* [What is being asked]
Once you have read the entries below, repeat all of them exactly.

Items listed in a dataset:

========

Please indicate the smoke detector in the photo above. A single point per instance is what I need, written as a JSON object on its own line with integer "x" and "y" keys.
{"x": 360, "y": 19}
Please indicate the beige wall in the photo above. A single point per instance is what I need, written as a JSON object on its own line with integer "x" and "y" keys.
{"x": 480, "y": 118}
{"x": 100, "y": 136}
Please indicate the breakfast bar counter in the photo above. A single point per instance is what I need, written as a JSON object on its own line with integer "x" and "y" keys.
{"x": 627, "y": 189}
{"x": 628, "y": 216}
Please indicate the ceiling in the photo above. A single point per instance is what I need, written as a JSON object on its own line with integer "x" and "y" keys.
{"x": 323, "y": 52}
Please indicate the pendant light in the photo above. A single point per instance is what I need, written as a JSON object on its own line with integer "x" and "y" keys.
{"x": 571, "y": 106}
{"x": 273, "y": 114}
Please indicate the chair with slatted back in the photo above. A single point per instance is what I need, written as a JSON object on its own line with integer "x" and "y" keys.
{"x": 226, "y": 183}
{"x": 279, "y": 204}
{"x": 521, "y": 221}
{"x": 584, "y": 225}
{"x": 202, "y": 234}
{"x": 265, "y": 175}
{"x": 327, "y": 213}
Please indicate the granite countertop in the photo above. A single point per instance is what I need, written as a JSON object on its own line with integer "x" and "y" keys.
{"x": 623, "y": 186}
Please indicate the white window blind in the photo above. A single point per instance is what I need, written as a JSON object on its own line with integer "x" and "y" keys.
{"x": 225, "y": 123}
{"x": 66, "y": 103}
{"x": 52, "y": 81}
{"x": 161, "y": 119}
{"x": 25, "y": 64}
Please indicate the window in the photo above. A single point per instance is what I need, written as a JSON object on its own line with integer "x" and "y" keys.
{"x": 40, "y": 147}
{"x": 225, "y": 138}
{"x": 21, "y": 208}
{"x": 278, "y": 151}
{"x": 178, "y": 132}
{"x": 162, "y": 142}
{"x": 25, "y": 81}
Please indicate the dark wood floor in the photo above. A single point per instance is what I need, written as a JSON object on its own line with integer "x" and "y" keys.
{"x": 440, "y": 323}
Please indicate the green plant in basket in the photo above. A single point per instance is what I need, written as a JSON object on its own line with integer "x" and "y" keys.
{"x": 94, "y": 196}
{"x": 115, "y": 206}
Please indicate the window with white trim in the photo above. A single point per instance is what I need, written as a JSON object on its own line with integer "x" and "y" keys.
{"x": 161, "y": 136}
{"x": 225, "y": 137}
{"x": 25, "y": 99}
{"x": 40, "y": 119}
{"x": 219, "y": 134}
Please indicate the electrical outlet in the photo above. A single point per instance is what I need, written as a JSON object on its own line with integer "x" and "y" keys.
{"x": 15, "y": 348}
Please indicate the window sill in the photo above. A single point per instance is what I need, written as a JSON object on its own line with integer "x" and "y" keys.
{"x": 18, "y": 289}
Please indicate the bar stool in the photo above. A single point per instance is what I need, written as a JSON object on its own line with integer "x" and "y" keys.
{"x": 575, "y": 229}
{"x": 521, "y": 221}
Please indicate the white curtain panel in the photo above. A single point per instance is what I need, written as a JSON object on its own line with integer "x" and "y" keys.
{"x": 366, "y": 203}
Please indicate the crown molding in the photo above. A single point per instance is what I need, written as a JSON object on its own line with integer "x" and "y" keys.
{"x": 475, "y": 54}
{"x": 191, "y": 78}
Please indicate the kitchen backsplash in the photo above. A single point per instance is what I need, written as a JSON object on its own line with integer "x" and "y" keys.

========

* [Result for this exercise]
Please indicate the smoke detector in the photo above. A single point per instance is what I need, written as a JSON object on its own line with integer "x" and "y" keys.
{"x": 360, "y": 19}
Please indicate the beige wall in the photo above. A single point per instance is what I need, written as a JSON object on its own line with integer "x" and "y" keys.
{"x": 480, "y": 118}
{"x": 100, "y": 136}
Please indicate the breakfast bar counter in the photo above. A single point per instance is what I need, written as a JSON object on its own line with integer "x" and "y" keys.
{"x": 627, "y": 189}
{"x": 628, "y": 216}
Please indicate the ceiling in the photo above. A single point per instance is what I need, written as a JSON object on its own line with integer "x" and "y" keys.
{"x": 323, "y": 52}
Please indicate the pendant light in the photo above. A single point per instance is what I need, written as a JSON object on its own line with integer "x" and "y" keys.
{"x": 571, "y": 106}
{"x": 273, "y": 114}
Please indicate the chair with slatted back in the photo above. A single point per instance is what I need, written as a JSON object on its own line with integer "x" and "y" keys.
{"x": 226, "y": 183}
{"x": 279, "y": 204}
{"x": 521, "y": 221}
{"x": 584, "y": 225}
{"x": 202, "y": 234}
{"x": 265, "y": 175}
{"x": 327, "y": 213}
Please indicate the granite countertop in the photo above. A single point per instance is what I need, written as a JSON object on its own line with integer "x" and "y" keys.
{"x": 623, "y": 186}
Please indicate the white window blind in the photo above. A single point per instance is what I need, written as a JSON object on its own line with integer "x" and "y" keys.
{"x": 225, "y": 123}
{"x": 66, "y": 103}
{"x": 52, "y": 81}
{"x": 161, "y": 119}
{"x": 25, "y": 64}
Please indicate the window in the photo above. A single point per instance is what I need, written as a JSON object on its own line with integer "x" and "y" keys.
{"x": 40, "y": 147}
{"x": 225, "y": 138}
{"x": 21, "y": 208}
{"x": 278, "y": 151}
{"x": 178, "y": 132}
{"x": 162, "y": 142}
{"x": 25, "y": 81}
Please indicate the dark wood floor in the photo above. A single point per instance is what I need, written as a JSON object on its own line with integer "x" and "y" keys.
{"x": 440, "y": 323}
Please indicate the green plant in basket in the photo above. A single point per instance is what I need, written as a JSON object on its own line with integer "x" and "y" keys.
{"x": 94, "y": 196}
{"x": 115, "y": 206}
Please indicate the window with white trim in the photo above. A single point per instance is what I need, written as a JSON object on its own line with integer "x" and "y" keys.
{"x": 161, "y": 136}
{"x": 225, "y": 137}
{"x": 25, "y": 99}
{"x": 40, "y": 119}
{"x": 219, "y": 134}
Please indicate the electrical outlet in the photo above. A single point per instance is what I need, written as a JSON object on its own line with integer "x" and "y" keys.
{"x": 15, "y": 348}
Please indicate the window sill in the photo above. A single point per instance is what I need, written as a JSON object on its own line with integer "x" and "y" keys.
{"x": 18, "y": 289}
Please indicate the bar stool in the photo above. A single point per instance is what I need, written as a JSON object on its own line with integer "x" and "y" keys.
{"x": 575, "y": 229}
{"x": 521, "y": 221}
Please indicate the white curtain panel in the photo above. A single point per instance is what I need, written as a JSON object on its own line with integer "x" and "y" keys.
{"x": 366, "y": 203}
Please indicate the crown molding in the photo above. A single point per instance is what I need, written as a JSON object on its own line with integer "x" and "y" keys.
{"x": 475, "y": 54}
{"x": 191, "y": 78}
Please indicate the kitchen backsplash in the photo above. A single point per instance is what I need, written as a JSON object on its own line with integer "x" and "y" keys.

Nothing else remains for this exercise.